■ What you should do ■
In the listing below, start your output at the line with "box: [0, 20, 26, 102]" and end it after the line with "positive clicks: (57, 62)", copying every line exactly.

■ Available records ■
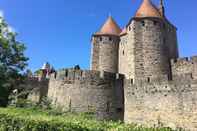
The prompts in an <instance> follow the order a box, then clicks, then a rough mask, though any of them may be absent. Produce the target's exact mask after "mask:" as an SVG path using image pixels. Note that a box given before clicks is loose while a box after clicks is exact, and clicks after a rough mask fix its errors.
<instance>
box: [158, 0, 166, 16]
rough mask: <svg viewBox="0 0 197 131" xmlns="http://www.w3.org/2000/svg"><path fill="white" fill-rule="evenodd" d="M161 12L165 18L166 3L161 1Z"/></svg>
mask: <svg viewBox="0 0 197 131" xmlns="http://www.w3.org/2000/svg"><path fill="white" fill-rule="evenodd" d="M159 11H160V13H161V15H162V16H163V17H165V8H164V2H163V0H160V6H159Z"/></svg>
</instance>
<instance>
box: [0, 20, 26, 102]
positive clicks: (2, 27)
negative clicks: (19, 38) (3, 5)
mask: <svg viewBox="0 0 197 131" xmlns="http://www.w3.org/2000/svg"><path fill="white" fill-rule="evenodd" d="M16 35H17V34H16V33H14V32H12V31H11V30H10V27H9V25H8V24H7V23H6V22H5V20H4V19H3V18H2V17H0V106H6V104H7V102H8V96H9V94H10V92H11V91H12V90H13V89H14V87H17V85H19V84H20V82H21V80H22V79H23V76H22V75H21V73H22V71H23V70H24V69H25V67H26V66H27V61H28V58H26V57H25V56H24V51H25V49H26V48H25V46H24V44H23V43H21V42H19V41H17V40H16Z"/></svg>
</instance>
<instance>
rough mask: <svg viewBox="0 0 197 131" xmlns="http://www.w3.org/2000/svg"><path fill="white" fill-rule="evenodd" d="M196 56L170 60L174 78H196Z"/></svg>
mask: <svg viewBox="0 0 197 131" xmlns="http://www.w3.org/2000/svg"><path fill="white" fill-rule="evenodd" d="M196 67H197V56H193V57H185V58H178V59H172V60H171V69H172V76H173V78H174V79H180V78H189V77H192V78H195V79H196V78H197V68H196Z"/></svg>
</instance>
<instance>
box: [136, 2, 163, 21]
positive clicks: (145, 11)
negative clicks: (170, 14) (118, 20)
mask: <svg viewBox="0 0 197 131" xmlns="http://www.w3.org/2000/svg"><path fill="white" fill-rule="evenodd" d="M135 17H159V18H161V17H162V16H161V14H160V12H159V10H158V8H157V7H156V6H155V5H154V4H153V3H152V2H151V0H143V2H142V4H141V6H140V8H139V9H138V11H137V13H136V14H135Z"/></svg>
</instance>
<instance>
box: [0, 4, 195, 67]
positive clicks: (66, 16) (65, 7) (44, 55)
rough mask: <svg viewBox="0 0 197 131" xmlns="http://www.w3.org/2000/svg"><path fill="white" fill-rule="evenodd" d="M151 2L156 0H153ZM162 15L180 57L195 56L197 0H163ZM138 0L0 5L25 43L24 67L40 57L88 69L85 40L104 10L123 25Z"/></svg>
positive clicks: (57, 62)
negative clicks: (177, 43) (177, 38)
mask: <svg viewBox="0 0 197 131" xmlns="http://www.w3.org/2000/svg"><path fill="white" fill-rule="evenodd" d="M153 2H154V3H155V4H158V3H159V0H153ZM164 2H165V8H166V16H167V17H168V19H169V20H170V21H171V22H172V23H173V24H174V25H175V26H176V27H177V28H178V41H179V50H180V55H181V57H183V56H192V55H195V54H196V55H197V45H196V44H197V24H196V23H197V13H196V12H197V8H196V5H197V1H196V0H187V1H186V0H183V1H181V0H164ZM140 3H141V0H1V1H0V10H2V11H3V12H4V16H5V18H6V20H7V22H8V23H9V24H10V25H11V26H12V27H13V28H14V30H16V32H18V34H19V36H18V39H19V40H21V41H22V42H24V43H25V44H26V46H27V51H26V52H25V53H26V55H27V56H28V57H29V58H30V61H29V67H28V68H30V69H32V70H36V69H38V68H40V67H41V65H42V64H43V63H44V62H45V61H49V62H50V63H51V64H52V65H53V66H54V67H55V68H56V69H59V68H64V67H71V66H74V65H76V64H79V65H80V66H81V67H82V68H85V69H88V68H89V63H90V62H89V61H90V47H91V43H90V39H91V35H92V33H94V32H96V31H97V30H98V29H99V28H100V27H101V25H102V24H103V23H104V22H105V20H106V18H107V17H108V14H109V13H110V14H112V16H113V17H114V19H115V20H116V21H117V23H118V24H119V25H120V27H123V26H124V25H126V24H127V23H128V21H129V19H130V18H131V17H133V15H134V14H135V12H136V10H137V8H138V7H139V5H140Z"/></svg>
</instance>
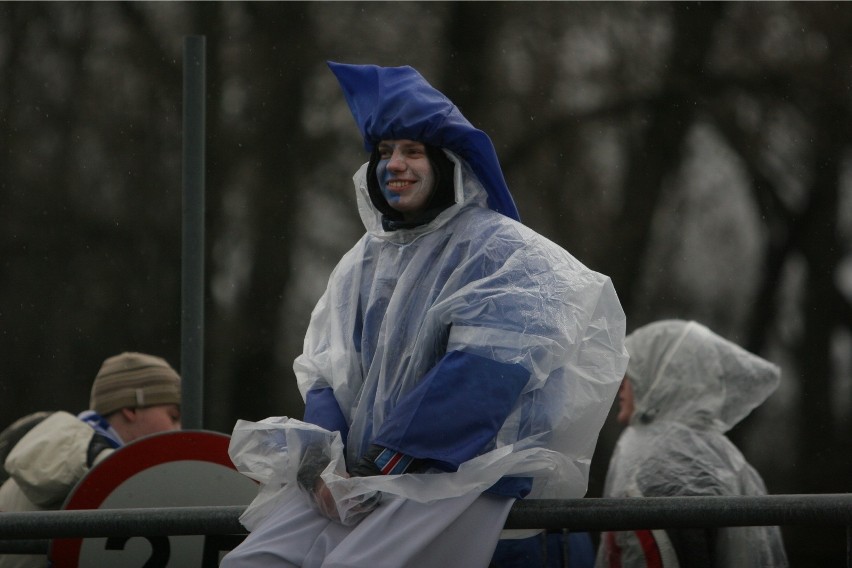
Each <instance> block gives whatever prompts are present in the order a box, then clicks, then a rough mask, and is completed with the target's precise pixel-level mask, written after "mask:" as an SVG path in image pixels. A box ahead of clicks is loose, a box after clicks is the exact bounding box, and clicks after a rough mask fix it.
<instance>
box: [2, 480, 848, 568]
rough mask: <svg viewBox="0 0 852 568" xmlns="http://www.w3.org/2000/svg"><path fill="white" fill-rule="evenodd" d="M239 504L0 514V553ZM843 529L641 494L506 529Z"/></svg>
mask: <svg viewBox="0 0 852 568" xmlns="http://www.w3.org/2000/svg"><path fill="white" fill-rule="evenodd" d="M244 510H245V507H244V506H242V505H237V506H216V507H173V508H150V509H142V508H136V509H95V510H78V511H42V512H21V513H17V512H16V513H0V552H2V553H45V552H46V551H47V546H48V542H49V539H53V538H96V537H132V536H179V535H232V534H245V533H246V531H245V529H244V528H243V527H242V525H241V524H240V522H239V516H240V514H241V513H242V512H243V511H244ZM774 525H778V526H806V527H837V526H843V527H846V565H847V567H849V568H852V494H847V493H842V494H821V495H767V496H763V497H647V498H642V499H635V498H634V499H603V498H586V499H565V500H537V499H531V500H526V501H519V502H517V503H516V504H515V505H514V507H512V510H511V512H510V513H509V517H508V519H507V521H506V525H505V527H506V528H507V529H531V528H536V529H570V530H574V531H604V530H630V529H665V528H718V527H737V526H774Z"/></svg>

■ Exercise result ■
box: [0, 20, 26, 102]
positive clicks: (2, 27)
negative clicks: (19, 38) (3, 5)
mask: <svg viewBox="0 0 197 131" xmlns="http://www.w3.org/2000/svg"><path fill="white" fill-rule="evenodd" d="M16 35H17V34H16V33H14V32H12V31H11V30H10V27H9V25H8V24H7V23H6V22H5V20H4V19H3V18H2V17H0V106H6V104H7V102H8V96H9V94H10V92H11V91H12V90H13V89H14V87H17V85H19V84H20V82H21V80H22V79H23V76H22V75H21V73H22V71H23V70H24V69H25V67H26V66H27V61H28V58H26V57H25V56H24V51H25V49H26V48H25V46H24V44H23V43H21V42H19V41H17V40H16Z"/></svg>
</instance>
<instance>
rough mask: <svg viewBox="0 0 197 131" xmlns="http://www.w3.org/2000/svg"><path fill="white" fill-rule="evenodd" d="M196 56L170 60L174 78H196Z"/></svg>
mask: <svg viewBox="0 0 197 131" xmlns="http://www.w3.org/2000/svg"><path fill="white" fill-rule="evenodd" d="M196 67H197V56H193V57H185V58H178V59H172V60H171V69H172V76H173V78H174V79H180V78H189V77H192V78H195V79H196V78H197V68H196Z"/></svg>
</instance>
<instance>
box: [136, 2, 163, 21]
positive clicks: (145, 11)
negative clicks: (170, 14) (118, 20)
mask: <svg viewBox="0 0 197 131" xmlns="http://www.w3.org/2000/svg"><path fill="white" fill-rule="evenodd" d="M135 17H159V18H161V17H162V16H161V14H160V12H159V10H158V8H157V7H156V6H155V5H154V4H153V3H152V2H151V0H143V2H142V4H141V6H140V8H139V9H138V11H137V13H136V14H135Z"/></svg>
</instance>
<instance>
box: [0, 4, 195, 67]
positive clicks: (66, 16) (65, 7) (44, 55)
rough mask: <svg viewBox="0 0 197 131" xmlns="http://www.w3.org/2000/svg"><path fill="white" fill-rule="evenodd" d="M151 2L156 0H153ZM162 15L180 57L195 56L197 0H163ZM138 0L0 5L25 43L24 67L40 57L88 69L85 40L104 10L123 25Z"/></svg>
positive clicks: (57, 62)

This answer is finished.